**Work request**
Copy every line of the data that includes the string "rough".

**Stored data**
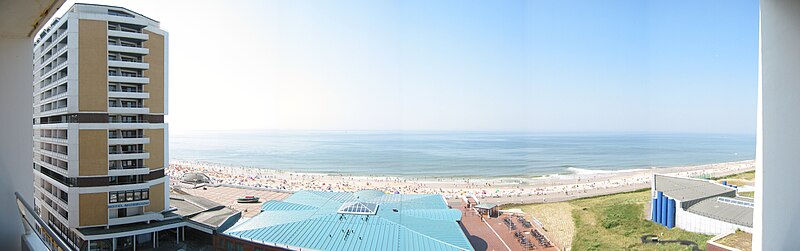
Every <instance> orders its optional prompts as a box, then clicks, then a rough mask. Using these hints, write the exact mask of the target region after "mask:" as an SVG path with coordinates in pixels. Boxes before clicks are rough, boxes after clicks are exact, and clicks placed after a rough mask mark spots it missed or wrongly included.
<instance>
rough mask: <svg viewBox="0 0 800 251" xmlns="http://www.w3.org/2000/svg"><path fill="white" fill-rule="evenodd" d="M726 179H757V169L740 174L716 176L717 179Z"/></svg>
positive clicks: (747, 180)
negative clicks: (722, 176)
mask: <svg viewBox="0 0 800 251" xmlns="http://www.w3.org/2000/svg"><path fill="white" fill-rule="evenodd" d="M725 179H732V180H747V181H755V180H756V171H755V170H753V171H749V172H743V173H739V174H732V175H728V176H723V177H719V178H716V179H715V180H725Z"/></svg>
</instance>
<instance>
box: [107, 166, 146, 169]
mask: <svg viewBox="0 0 800 251" xmlns="http://www.w3.org/2000/svg"><path fill="white" fill-rule="evenodd" d="M140 168H147V167H146V166H111V167H108V170H128V169H140Z"/></svg>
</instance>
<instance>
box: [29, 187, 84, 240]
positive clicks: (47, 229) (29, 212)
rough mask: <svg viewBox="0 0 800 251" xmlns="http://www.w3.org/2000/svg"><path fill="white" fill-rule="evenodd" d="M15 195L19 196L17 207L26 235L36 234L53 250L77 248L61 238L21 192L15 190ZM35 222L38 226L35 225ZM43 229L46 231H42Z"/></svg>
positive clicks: (40, 239) (44, 230) (40, 238)
mask: <svg viewBox="0 0 800 251" xmlns="http://www.w3.org/2000/svg"><path fill="white" fill-rule="evenodd" d="M14 196H16V197H17V207H18V209H19V216H20V218H21V219H22V223H23V224H22V225H23V227H24V228H25V235H33V234H35V235H36V236H37V237H38V238H39V240H40V241H41V242H42V244H44V246H45V247H46V248H47V249H48V250H51V251H55V250H65V251H72V250H76V249H74V248H73V247H72V246H70V245H68V244H67V242H66V241H65V240H63V239H62V238H61V235H58V234H56V232H55V231H53V229H52V228H50V225H48V224H47V223H45V222H44V220H42V218H41V217H39V214H38V213H37V212H36V211H35V210H33V207H31V205H30V204H28V202H27V201H25V199H24V198H23V197H22V195H20V194H19V192H14ZM34 222H35V223H36V225H38V226H34ZM40 230H43V231H44V232H41V231H40Z"/></svg>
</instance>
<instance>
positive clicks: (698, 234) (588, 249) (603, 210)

**Answer box**
Every <instance> orders its optional prompts as a box, then clicks, then a rough mask. Using these hints, write the exact mask of the target region after "mask:" as an SVG path with coordinates in pixels. Boxes before clicks are rough, boxes after clicks are exact, and clicks placed after a rough mask mark spots it missed or wrongly included.
rough mask: <svg viewBox="0 0 800 251" xmlns="http://www.w3.org/2000/svg"><path fill="white" fill-rule="evenodd" d="M726 179H757V169L740 174L716 176L717 179Z"/></svg>
rough mask: <svg viewBox="0 0 800 251" xmlns="http://www.w3.org/2000/svg"><path fill="white" fill-rule="evenodd" d="M15 195L19 196L17 207L26 235L36 234L53 250L77 248L61 238L21 192L15 190ZM35 222L38 226L35 225ZM43 229L46 231H42Z"/></svg>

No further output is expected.